**Exercise aim:** Please take the lines from the one holding "box: [498, 281, 585, 371]" through the one holding "321L574 324L573 312L558" in the data below and copy them exactly.

**Records for this exercise:**

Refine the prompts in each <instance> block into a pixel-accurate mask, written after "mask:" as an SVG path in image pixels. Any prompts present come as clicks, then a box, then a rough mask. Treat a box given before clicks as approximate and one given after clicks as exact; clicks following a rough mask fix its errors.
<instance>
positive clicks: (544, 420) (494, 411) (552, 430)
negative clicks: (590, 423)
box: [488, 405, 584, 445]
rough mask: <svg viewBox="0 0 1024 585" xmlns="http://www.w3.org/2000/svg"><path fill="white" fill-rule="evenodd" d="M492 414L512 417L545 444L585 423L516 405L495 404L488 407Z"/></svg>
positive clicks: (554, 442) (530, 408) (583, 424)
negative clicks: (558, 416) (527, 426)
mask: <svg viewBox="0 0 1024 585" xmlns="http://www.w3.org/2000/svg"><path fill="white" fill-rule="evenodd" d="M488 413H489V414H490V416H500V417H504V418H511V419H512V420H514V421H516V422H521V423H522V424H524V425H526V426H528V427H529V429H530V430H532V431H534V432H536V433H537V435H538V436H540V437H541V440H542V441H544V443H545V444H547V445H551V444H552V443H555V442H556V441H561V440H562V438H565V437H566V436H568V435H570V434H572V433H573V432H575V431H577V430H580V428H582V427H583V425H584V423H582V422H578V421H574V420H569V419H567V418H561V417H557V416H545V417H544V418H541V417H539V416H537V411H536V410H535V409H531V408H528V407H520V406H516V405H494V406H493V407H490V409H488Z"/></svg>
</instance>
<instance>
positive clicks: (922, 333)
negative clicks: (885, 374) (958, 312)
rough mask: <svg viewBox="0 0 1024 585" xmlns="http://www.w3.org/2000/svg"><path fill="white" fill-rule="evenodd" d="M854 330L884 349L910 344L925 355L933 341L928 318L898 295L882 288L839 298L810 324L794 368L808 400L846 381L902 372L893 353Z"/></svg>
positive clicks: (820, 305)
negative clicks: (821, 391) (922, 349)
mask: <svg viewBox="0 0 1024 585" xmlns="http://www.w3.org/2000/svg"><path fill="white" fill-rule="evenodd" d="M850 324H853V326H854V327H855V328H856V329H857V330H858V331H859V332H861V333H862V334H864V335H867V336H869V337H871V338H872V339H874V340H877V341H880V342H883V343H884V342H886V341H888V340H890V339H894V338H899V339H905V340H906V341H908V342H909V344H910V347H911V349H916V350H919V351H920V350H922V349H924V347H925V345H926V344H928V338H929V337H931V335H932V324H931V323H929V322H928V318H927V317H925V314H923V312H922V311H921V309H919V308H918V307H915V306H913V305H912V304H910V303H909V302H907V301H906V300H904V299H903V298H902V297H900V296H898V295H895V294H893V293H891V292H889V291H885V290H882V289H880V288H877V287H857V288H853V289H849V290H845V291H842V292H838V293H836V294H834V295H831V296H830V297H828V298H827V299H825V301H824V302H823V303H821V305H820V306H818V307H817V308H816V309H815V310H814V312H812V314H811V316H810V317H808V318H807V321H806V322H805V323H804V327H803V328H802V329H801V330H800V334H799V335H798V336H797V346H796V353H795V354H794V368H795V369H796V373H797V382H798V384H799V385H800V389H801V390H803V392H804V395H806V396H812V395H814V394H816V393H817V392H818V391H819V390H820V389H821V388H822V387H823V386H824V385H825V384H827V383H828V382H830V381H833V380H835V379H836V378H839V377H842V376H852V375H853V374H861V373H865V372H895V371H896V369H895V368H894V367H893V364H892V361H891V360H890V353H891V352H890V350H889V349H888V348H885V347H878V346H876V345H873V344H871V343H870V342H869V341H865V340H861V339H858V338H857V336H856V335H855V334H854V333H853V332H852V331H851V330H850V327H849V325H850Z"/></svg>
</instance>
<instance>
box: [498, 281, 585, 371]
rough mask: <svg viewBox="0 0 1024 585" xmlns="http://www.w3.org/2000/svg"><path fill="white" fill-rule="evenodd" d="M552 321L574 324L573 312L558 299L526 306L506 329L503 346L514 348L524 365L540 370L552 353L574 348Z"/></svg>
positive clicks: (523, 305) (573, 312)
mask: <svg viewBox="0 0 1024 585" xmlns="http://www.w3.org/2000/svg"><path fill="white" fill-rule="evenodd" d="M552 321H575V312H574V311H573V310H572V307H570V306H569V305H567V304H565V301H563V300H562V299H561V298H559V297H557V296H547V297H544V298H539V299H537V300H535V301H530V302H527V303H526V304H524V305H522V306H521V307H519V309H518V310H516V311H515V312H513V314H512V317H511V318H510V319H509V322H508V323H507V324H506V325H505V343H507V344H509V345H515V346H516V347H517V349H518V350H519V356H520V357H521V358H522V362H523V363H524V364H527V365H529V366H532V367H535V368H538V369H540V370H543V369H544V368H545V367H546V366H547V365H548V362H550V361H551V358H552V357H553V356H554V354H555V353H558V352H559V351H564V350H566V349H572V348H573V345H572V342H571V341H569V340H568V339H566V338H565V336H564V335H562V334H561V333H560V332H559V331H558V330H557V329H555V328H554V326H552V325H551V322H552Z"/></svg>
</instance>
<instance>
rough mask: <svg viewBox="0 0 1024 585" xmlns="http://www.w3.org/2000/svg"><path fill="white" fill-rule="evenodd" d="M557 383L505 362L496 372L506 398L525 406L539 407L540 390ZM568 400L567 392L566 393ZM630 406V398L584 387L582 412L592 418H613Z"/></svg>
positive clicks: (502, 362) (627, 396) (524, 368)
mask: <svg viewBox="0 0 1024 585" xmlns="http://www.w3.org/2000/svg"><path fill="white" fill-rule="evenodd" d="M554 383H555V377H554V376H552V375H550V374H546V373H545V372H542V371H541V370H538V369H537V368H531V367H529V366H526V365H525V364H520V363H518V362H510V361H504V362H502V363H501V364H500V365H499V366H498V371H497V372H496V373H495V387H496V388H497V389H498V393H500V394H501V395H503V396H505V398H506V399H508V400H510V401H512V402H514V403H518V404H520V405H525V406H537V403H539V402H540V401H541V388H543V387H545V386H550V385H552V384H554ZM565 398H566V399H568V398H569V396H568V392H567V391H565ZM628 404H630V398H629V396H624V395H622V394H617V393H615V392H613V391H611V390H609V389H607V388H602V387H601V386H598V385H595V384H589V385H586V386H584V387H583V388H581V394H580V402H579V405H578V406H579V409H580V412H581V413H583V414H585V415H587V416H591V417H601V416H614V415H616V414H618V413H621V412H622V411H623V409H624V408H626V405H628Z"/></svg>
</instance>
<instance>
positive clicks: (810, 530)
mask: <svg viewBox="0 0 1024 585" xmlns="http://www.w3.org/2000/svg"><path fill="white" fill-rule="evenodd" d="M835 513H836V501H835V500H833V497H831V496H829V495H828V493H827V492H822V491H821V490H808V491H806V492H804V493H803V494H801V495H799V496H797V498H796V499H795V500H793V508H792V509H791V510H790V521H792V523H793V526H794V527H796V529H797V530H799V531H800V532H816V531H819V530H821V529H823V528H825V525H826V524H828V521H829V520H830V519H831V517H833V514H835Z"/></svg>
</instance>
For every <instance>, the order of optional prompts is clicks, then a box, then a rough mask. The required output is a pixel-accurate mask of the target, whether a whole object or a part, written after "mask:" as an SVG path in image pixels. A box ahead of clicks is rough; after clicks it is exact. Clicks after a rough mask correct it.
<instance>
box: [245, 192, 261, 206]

**Task result:**
box: [498, 281, 585, 371]
rough mask: <svg viewBox="0 0 1024 585" xmlns="http://www.w3.org/2000/svg"><path fill="white" fill-rule="evenodd" d="M552 321L574 324L573 312L558 299L526 306L506 329L503 346L514 348L524 365L540 370L552 353L574 348Z"/></svg>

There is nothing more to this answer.